* _WHAT TO WORK ON_:
**a)** Repeat word for word the part of the telecom article between "In this article, we" and "a hyper-competitive environment.", inclusive.
**b)** For each statement below, say whether the telecom article agrees with it (yes or no) and quote the words that decide it. (i) In the early 2000s, telcos offered only voice and messaging services. (ii) In the early 2000s, telcos competed mainly on digital services. (iii) Telcos have moved their focus to the corporate segment.

* _SOURCE_:
In this article, we will illustrate how DefineX approaches the subject and share a case study on how a rationalized and simplified product portfolio enables the launching of new offerings much faster in a hyper-competitive environment.
THE NEXT CHAPTER FOR TELCOS: THE NEED FOR CHANGE
Telecommunication companies are continuously exploring top-line growth opportunities and developing new strategies in the face of increased competition. Given the commoditization of core services in the consumer segment, the focus has shifted to the corporate segment, particularly in Information and Communication Technologies and cybersecurity services. This shift is forcing product managers to design and launch new types of services that they were not accustomed to.
In the early 2000s, telcos provided only voice and messaging services. The competition was on price and quality of service (mainly coverage). Later, product managers started creating bundles of voice, SMS, MMS, and value-added services to increase the value proposition. This approach resulted in constantly developing and testing new offerings to increase revenue growth. The introduction of 3G and 4G fueled the high smartphone penetration and mobile data consumption, which urged telcos to add data and various digital services to their arsenal. This speed, combined with the variety of the services, demands a different way of thinking, tooling, and maintenance of the product catalog.

* _DATASET EXTRACT_:
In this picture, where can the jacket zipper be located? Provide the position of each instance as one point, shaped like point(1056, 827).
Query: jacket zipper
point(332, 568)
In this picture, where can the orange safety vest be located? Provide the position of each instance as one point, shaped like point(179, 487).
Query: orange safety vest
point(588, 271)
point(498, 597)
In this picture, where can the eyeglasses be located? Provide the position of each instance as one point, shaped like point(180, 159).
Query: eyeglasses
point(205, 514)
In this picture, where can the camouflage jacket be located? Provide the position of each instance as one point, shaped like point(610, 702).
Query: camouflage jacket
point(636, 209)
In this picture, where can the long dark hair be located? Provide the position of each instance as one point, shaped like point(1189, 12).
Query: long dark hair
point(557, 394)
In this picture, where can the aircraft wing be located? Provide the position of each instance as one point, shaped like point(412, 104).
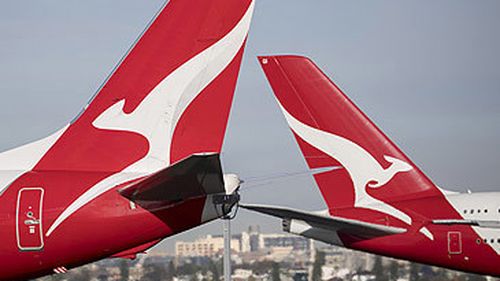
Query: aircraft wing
point(198, 175)
point(348, 226)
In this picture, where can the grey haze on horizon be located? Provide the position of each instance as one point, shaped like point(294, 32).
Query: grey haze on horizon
point(427, 72)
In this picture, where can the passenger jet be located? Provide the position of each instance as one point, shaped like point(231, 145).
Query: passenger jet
point(141, 162)
point(378, 200)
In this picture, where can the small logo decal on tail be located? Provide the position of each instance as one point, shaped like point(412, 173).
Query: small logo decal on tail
point(364, 170)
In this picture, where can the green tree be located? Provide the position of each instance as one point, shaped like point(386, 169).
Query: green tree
point(154, 272)
point(212, 267)
point(124, 270)
point(275, 272)
point(319, 261)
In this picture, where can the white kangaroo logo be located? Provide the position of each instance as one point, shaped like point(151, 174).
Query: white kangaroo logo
point(158, 114)
point(363, 168)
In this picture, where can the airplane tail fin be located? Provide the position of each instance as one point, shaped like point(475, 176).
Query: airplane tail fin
point(170, 96)
point(332, 131)
point(168, 99)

* _WRITTEN ANSWERS_:
**a)**
In this article, we will illustrate how DefineX approaches the subject and share a case study on how a rationalized and simplified product portfolio enables the launching of new offerings much faster in a hyper-competitive environment.

**b)**
(i) Yes: "In the early 2000s, telcos provided only voice and messaging services."
(ii) No: "The competition was on price and quality of service (mainly coverage)."
(iii) Yes: "the focus has shifted to the corporate segment"